Supplied records:
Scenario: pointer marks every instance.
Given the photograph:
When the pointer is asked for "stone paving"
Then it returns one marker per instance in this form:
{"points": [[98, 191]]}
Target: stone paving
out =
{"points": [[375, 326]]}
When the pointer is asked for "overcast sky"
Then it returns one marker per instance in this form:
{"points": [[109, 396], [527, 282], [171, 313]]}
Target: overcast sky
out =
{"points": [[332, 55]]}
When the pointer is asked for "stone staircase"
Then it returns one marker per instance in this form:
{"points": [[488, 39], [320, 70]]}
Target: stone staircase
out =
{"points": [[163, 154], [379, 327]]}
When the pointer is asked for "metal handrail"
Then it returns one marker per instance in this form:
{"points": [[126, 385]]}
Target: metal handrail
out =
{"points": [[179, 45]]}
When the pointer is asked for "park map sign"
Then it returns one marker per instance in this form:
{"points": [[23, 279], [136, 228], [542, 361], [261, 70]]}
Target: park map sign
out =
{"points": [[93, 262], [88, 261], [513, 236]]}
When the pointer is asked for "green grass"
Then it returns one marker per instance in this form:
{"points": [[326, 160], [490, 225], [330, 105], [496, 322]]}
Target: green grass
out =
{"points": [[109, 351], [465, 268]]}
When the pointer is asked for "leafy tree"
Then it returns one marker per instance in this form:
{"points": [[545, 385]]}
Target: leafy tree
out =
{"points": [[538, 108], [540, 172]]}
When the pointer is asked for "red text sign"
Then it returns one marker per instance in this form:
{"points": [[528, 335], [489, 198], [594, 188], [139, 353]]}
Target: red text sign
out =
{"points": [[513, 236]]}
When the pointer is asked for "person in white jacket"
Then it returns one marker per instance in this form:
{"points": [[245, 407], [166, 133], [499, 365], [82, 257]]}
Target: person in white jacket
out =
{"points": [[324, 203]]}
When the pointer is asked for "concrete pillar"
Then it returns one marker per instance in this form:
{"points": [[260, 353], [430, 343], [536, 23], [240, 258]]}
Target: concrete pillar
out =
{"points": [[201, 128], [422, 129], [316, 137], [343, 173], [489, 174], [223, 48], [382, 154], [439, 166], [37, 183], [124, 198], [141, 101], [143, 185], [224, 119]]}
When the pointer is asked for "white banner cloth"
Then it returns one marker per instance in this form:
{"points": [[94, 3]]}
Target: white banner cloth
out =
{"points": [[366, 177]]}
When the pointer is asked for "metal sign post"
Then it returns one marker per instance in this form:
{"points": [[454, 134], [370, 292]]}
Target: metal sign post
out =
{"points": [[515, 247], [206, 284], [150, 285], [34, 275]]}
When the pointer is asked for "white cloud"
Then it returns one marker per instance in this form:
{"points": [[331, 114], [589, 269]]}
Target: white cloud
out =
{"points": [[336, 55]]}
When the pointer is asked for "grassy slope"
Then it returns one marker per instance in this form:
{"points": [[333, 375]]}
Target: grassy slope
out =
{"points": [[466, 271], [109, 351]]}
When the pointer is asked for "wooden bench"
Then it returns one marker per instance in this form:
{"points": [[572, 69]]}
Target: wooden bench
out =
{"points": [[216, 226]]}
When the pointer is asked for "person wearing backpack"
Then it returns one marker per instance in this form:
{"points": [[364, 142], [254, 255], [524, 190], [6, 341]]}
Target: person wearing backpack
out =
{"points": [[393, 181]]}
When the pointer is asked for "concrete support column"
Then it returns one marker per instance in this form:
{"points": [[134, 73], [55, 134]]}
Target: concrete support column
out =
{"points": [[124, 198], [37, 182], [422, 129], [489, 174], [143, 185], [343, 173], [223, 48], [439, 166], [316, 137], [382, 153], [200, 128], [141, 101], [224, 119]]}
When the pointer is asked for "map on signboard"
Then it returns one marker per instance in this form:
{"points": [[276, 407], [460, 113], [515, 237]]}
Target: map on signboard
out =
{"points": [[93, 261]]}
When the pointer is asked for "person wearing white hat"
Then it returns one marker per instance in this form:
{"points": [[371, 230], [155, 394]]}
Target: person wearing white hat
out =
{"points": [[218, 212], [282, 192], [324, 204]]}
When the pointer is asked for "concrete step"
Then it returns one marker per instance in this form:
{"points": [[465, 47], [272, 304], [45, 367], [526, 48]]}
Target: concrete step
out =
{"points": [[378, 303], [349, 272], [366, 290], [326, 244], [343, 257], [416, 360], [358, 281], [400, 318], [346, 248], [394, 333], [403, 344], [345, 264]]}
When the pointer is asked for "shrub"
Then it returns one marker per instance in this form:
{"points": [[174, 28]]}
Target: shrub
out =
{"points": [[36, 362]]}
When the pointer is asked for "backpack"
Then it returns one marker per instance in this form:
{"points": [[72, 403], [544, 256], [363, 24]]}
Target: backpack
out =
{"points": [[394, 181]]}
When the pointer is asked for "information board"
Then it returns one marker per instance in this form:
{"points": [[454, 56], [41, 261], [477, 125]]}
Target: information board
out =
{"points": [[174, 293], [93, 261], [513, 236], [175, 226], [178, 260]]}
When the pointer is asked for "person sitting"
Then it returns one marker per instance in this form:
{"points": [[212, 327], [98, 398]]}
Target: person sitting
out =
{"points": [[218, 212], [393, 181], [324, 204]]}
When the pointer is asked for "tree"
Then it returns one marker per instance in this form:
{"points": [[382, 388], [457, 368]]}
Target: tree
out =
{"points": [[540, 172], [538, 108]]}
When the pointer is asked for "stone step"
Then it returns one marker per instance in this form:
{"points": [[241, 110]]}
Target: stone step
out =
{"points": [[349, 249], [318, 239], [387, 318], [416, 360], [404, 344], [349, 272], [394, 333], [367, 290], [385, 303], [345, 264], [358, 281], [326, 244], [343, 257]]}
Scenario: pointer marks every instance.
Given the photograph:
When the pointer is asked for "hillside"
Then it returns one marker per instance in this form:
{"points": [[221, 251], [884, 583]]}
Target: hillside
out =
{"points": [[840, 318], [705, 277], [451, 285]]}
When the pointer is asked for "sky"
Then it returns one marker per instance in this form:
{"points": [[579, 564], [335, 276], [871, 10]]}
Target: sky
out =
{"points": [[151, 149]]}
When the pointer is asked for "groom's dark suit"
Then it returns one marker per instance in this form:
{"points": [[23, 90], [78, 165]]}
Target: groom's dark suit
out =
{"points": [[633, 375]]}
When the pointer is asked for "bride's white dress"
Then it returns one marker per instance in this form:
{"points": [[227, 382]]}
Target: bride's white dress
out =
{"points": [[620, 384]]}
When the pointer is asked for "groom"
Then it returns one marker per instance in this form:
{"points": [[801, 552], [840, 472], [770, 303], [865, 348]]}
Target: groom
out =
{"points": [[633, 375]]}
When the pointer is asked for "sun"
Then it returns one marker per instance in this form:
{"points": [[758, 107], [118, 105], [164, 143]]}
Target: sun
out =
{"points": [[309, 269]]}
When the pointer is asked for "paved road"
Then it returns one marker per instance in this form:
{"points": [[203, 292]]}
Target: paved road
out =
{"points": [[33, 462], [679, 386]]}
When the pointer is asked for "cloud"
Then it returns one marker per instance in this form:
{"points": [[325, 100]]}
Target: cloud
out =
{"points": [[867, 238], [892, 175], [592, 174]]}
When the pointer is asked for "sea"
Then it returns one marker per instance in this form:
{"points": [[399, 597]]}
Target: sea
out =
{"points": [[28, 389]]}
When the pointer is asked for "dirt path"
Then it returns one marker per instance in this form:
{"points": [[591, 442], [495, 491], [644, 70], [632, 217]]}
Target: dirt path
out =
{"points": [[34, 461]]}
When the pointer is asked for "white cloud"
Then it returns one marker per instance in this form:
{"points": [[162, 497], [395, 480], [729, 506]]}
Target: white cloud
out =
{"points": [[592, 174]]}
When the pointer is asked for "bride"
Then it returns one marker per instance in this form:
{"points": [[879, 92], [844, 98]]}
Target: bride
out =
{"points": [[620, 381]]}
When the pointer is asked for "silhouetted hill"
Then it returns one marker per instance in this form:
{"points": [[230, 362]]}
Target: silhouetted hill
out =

To do: Output each line of the listing in which the string "suit" is found.

Written answer:
When the pointer is asked for "groom's dark suit"
Target: groom's dark suit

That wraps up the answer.